* _Excerpted text_:
————

Russia could be banned from competing in the second consecutive Olympics over allegedly forged medical documents, Britain’s The Sunday Times reported.
High jumper Danil Lysenko, 22, had been one of the Russians cleared to compete internationally for having demonstrated he was training in a doping free-environment. However, he lost his status and was provisionally suspended in August 2018 for having failed to provide his whereabouts.
Russia could now be barred from the 2020 Olympics in Tokyo after The Sunday Times reported that paperwork showing that Lysenko was too ill to give his location to drug-testing officials was allegedly forged.
“The clinic [listed on the paperwork] was false from top to bottom, from registration numbers through to false doctors’ names through to falsified documentation,” an unnamed source with knowledge of the investigation was quoted as saying. “There is no clinic.”
Russia’s athletics federation is cooperating with global athletics officials in a probe into allegations that some of its representatives forged documents, president Dmitry Shlyakhtin said in a statement.
Shlyakhtin was questioned about the forgery by the international athletics federation IAAF’s integrity unit in Monaco in April, The Sunday Times reported.
The Russian athletics federation has been suspended since a 2015 report commissioned by the World Anti-Doping Agency (WADA) report that found evidence of widespread doping in the sport. Russia’s Olympic team was barred from competing in the 2018 Winter Olympics in South Korea over the allegations, with Russian athletes cleared of doping permitted to compete under a neutral flag.
Russian authorities have denied their doping program was state-sponsored but have accepted that senior officials were involved in providing banned substances to athletes, interfering with anti-doping procedures or covering up positive tests.
The IAAF will consider whether to lift the ban against Russia at its Council meeting in Monaco next week.
Reuters contributed reporting to this article.

————

* _Supplied material_:
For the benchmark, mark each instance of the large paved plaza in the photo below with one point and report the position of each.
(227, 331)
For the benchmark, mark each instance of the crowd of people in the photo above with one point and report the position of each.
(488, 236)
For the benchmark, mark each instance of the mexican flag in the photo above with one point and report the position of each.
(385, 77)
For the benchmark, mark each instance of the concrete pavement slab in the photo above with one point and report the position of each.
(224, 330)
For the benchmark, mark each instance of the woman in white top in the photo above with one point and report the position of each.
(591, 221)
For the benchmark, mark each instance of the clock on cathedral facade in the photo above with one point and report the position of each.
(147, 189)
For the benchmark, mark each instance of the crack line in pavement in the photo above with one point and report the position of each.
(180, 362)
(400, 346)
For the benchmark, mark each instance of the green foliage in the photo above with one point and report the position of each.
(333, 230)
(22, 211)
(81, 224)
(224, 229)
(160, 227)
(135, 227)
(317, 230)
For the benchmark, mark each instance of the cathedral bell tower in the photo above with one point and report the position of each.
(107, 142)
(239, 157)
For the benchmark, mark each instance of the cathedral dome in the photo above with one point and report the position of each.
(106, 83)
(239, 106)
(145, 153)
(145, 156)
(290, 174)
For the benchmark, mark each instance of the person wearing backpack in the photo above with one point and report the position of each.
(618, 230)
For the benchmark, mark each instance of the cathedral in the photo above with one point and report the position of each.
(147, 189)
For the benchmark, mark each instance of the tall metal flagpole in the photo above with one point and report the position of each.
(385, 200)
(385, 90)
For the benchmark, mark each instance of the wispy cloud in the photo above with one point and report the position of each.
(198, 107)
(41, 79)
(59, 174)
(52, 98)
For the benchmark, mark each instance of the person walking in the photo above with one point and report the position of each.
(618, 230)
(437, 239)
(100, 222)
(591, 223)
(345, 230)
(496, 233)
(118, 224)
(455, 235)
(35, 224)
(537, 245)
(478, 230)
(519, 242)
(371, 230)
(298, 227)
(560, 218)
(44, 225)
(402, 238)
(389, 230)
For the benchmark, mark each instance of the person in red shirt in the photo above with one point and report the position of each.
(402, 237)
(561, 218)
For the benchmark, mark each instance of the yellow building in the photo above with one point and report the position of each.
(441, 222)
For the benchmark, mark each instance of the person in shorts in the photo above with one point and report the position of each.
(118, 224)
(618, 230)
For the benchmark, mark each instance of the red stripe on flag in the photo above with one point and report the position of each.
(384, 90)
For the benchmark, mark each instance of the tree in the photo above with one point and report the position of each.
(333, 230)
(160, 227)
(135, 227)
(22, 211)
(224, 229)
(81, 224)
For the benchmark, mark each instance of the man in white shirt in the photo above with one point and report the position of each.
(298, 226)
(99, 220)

————

* _Set of tasks_:
1 - List every distinct year that appears in the article on Russia's possible Olympic ban.
2 - Return the article on Russia's possible Olympic ban word for word from "The Russian athletics" to "up positive tests.".

* _Answers for this exercise_:
1 - 2015, 2018, 2020

2 -
The Russian athletics federation has been suspended since a 2015 report commissioned by the World Anti-Doping Agency (WADA) report that found evidence of widespread doping in the sport. Russia’s Olympic team was barred from competing in the 2018 Winter Olympics in South Korea over the allegations, with Russian athletes cleared of doping permitted to compete under a neutral flag.
Russian authorities have denied their doping program was state-sponsored but have accepted that senior officials were involved in providing banned substances to athletes, interfering with anti-doping procedures or covering up positive tests.